--- Listed records Enclosed Below ---

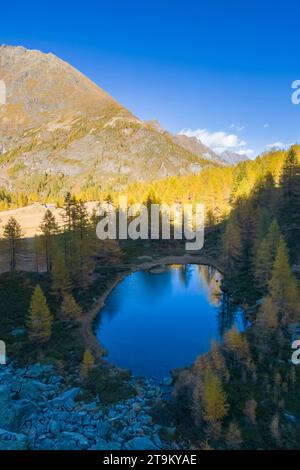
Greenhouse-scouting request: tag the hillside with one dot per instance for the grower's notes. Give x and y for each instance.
(60, 131)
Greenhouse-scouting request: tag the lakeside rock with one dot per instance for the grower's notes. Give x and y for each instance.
(38, 411)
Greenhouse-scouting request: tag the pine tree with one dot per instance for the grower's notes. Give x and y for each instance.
(214, 398)
(61, 282)
(12, 234)
(49, 228)
(250, 410)
(233, 438)
(70, 311)
(232, 247)
(39, 321)
(283, 289)
(265, 256)
(69, 211)
(267, 318)
(87, 364)
(289, 202)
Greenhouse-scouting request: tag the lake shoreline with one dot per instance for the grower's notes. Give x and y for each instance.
(87, 332)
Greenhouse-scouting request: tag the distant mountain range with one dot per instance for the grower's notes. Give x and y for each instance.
(59, 128)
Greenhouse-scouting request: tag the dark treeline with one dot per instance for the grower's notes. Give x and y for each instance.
(244, 392)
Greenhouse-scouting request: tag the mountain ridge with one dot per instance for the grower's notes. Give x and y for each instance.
(59, 131)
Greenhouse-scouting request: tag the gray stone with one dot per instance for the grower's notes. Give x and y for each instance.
(103, 429)
(101, 444)
(72, 393)
(81, 442)
(140, 443)
(167, 381)
(54, 426)
(32, 390)
(290, 418)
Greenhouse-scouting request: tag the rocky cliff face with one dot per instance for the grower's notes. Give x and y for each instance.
(38, 412)
(58, 129)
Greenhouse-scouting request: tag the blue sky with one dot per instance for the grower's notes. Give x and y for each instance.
(216, 68)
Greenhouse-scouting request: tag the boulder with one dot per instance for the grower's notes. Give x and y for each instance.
(79, 440)
(140, 443)
(101, 444)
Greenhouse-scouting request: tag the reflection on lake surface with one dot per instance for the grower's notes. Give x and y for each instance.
(153, 323)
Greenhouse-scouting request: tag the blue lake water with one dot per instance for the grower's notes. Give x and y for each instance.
(154, 322)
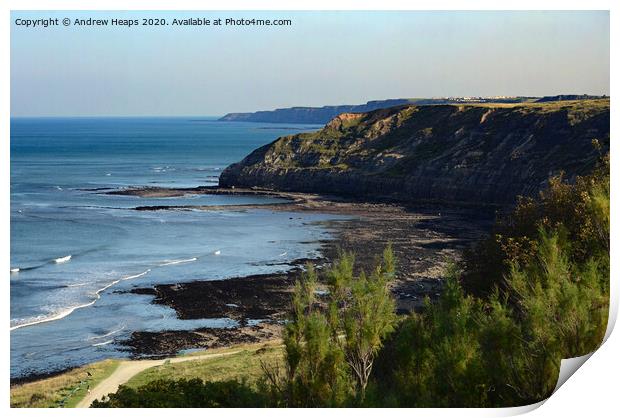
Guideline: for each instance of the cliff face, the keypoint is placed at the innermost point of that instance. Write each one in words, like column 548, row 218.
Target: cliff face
column 312, row 115
column 467, row 153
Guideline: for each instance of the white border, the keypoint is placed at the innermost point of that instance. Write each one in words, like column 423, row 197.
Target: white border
column 593, row 389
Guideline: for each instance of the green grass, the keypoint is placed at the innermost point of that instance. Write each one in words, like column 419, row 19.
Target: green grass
column 245, row 365
column 62, row 391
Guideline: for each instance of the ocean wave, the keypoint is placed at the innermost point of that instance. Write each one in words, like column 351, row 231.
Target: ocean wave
column 77, row 284
column 115, row 331
column 68, row 311
column 172, row 262
column 103, row 343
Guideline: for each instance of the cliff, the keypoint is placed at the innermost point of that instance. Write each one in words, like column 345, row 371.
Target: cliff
column 322, row 115
column 487, row 153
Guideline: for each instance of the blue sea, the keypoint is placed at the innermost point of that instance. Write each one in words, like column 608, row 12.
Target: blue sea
column 75, row 250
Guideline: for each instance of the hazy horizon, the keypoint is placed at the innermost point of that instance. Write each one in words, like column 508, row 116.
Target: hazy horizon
column 323, row 59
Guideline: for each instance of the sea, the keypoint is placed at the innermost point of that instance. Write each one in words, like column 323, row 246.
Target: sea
column 76, row 251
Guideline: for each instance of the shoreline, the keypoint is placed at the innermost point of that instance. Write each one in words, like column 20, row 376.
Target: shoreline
column 425, row 239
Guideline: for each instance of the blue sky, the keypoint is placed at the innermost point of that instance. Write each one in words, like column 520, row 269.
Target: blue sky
column 324, row 58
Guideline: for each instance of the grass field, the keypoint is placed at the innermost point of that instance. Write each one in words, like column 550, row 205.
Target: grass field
column 68, row 389
column 243, row 365
column 62, row 391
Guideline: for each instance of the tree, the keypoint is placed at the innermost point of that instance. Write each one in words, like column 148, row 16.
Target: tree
column 331, row 344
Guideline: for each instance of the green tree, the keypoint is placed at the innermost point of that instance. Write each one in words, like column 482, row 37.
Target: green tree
column 331, row 343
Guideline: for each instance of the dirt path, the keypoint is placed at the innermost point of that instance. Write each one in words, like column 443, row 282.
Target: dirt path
column 128, row 369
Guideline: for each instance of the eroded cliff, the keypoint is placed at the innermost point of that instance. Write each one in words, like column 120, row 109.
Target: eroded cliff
column 452, row 153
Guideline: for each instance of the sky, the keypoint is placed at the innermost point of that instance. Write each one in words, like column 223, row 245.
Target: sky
column 322, row 58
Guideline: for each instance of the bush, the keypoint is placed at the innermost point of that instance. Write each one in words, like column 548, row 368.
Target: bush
column 331, row 344
column 579, row 211
column 546, row 280
column 183, row 393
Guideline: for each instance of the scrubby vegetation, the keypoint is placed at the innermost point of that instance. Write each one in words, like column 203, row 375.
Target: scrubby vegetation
column 534, row 292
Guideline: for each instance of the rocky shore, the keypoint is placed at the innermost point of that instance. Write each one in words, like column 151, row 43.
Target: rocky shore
column 425, row 239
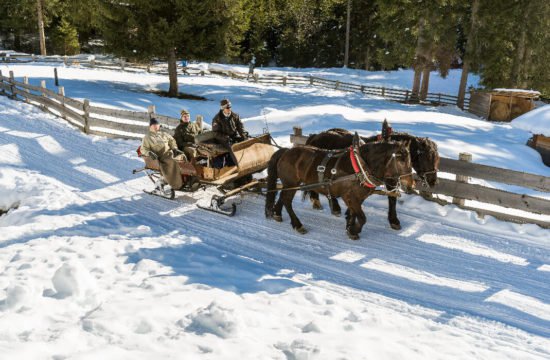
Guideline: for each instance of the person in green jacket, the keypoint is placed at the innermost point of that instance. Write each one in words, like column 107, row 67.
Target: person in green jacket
column 162, row 147
column 185, row 135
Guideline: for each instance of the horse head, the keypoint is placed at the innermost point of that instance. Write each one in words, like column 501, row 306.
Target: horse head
column 390, row 162
column 425, row 160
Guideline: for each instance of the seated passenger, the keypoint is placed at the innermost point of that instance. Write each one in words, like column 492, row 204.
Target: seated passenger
column 185, row 135
column 228, row 127
column 162, row 147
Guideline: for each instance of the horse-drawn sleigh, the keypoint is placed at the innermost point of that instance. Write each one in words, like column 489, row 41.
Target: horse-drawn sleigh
column 213, row 167
column 339, row 165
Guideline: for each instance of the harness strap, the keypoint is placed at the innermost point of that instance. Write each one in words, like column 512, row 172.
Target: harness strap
column 361, row 174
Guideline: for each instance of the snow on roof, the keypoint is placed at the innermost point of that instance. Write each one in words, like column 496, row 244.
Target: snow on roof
column 536, row 121
column 521, row 92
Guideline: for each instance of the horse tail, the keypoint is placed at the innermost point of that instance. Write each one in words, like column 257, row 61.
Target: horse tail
column 272, row 177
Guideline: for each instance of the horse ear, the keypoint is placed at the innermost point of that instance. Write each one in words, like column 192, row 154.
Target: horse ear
column 386, row 130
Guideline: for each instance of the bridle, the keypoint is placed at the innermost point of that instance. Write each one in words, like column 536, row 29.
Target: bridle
column 368, row 180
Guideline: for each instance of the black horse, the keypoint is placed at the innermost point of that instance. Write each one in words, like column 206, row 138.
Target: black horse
column 424, row 158
column 354, row 173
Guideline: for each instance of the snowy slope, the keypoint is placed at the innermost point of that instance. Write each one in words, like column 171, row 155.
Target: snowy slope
column 93, row 268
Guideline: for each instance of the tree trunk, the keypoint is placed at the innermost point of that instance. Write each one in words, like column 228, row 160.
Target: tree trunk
column 416, row 82
column 172, row 73
column 419, row 61
column 425, row 81
column 346, row 52
column 17, row 40
column 468, row 55
column 41, row 35
column 521, row 50
column 367, row 58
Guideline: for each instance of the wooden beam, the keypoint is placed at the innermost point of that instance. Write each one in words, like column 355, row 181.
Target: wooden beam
column 488, row 195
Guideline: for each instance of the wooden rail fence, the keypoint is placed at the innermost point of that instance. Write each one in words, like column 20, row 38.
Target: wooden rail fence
column 394, row 94
column 401, row 95
column 460, row 190
column 88, row 118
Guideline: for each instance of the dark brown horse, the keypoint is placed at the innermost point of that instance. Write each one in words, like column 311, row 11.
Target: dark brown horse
column 354, row 173
column 424, row 158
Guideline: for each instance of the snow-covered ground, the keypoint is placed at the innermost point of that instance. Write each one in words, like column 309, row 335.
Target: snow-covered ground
column 91, row 267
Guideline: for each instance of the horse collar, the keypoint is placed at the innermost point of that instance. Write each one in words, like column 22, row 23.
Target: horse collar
column 361, row 174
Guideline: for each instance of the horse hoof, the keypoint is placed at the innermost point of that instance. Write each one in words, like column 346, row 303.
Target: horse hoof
column 396, row 226
column 302, row 230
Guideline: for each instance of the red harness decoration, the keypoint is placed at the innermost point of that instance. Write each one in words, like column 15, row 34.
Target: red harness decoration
column 359, row 171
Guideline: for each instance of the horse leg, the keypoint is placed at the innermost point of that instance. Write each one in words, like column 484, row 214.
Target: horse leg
column 315, row 202
column 392, row 213
column 334, row 206
column 355, row 217
column 287, row 197
column 278, row 209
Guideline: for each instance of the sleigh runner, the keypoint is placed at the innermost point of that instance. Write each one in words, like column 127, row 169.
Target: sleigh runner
column 212, row 167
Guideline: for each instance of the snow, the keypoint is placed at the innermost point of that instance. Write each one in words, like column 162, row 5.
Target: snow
column 91, row 267
column 536, row 121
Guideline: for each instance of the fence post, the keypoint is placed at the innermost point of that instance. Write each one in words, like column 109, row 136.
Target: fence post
column 86, row 109
column 12, row 85
column 61, row 92
column 43, row 94
column 296, row 136
column 462, row 178
column 26, row 82
column 151, row 111
column 199, row 120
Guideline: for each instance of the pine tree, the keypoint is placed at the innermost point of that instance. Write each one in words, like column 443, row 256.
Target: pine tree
column 144, row 30
column 65, row 39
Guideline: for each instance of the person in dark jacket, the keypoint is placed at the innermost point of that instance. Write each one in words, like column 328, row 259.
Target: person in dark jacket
column 227, row 124
column 228, row 127
column 185, row 135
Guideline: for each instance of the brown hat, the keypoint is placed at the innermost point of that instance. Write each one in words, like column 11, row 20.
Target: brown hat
column 225, row 104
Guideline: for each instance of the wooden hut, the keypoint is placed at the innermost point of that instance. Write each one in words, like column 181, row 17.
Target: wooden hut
column 541, row 143
column 502, row 104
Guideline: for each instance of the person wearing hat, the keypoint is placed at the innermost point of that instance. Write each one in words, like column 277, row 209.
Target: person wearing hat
column 185, row 135
column 228, row 127
column 227, row 124
column 161, row 146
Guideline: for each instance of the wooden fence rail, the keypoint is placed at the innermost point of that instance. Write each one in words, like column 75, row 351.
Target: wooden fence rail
column 393, row 94
column 483, row 194
column 89, row 119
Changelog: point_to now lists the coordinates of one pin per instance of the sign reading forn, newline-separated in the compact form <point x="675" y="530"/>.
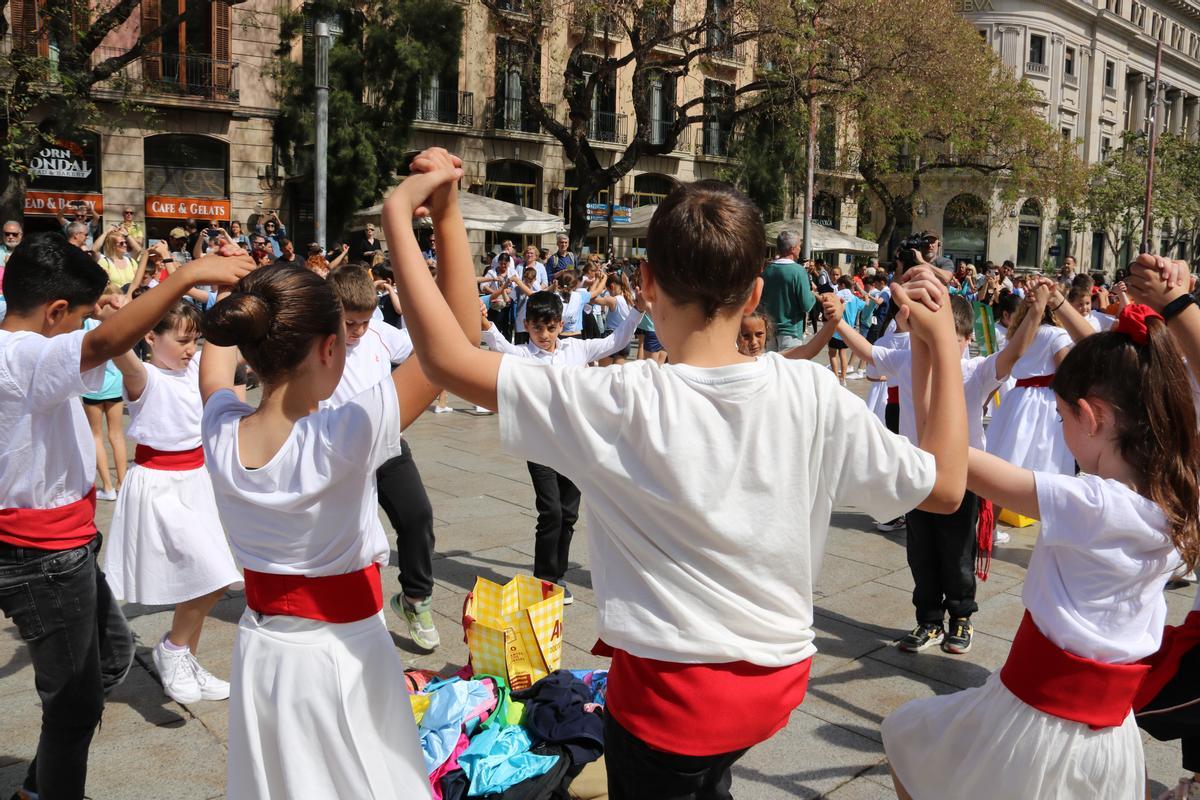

--- End of Enclosed Listed records ---

*What you will do*.
The expected output is exactly the lines of the listing above between the line holding "Guideline: for each instance of the sea, the" and the line holding "Guideline: for each instance of the green tree, the", inclusive.

*Task response*.
Guideline: for each instance of the sea, the keypoint is placed at the innermost point of that instance. Write each one in words, like column 323, row 246.
Target: sea
column 76, row 251
Guideline: for each instance of the shoreline, the keypoint is placed at the innermost point of that instance. Write each one in words, like column 20, row 376.
Target: shoreline
column 425, row 239
Guideline: for each instance of the blue sky, the keypoint is placed at the innermost point of that instance. Write each one in words, like column 520, row 269.
Target: blue sky
column 324, row 58
Guideline: for each instance of the grass field, the keypoint is placed at the innermost point of that instance. Write each one in words, like column 550, row 205.
Target: grass field
column 68, row 389
column 243, row 365
column 62, row 391
Guideline: for each instance of the tree, the keypoint is placed at the innermost point of that instance. Write each one in words, like column 148, row 16.
Target: tree
column 331, row 344
Guideline: for each instance of the green tree, the keypoint is placed at the innermost point of that instance. Write each one in words, like column 482, row 37.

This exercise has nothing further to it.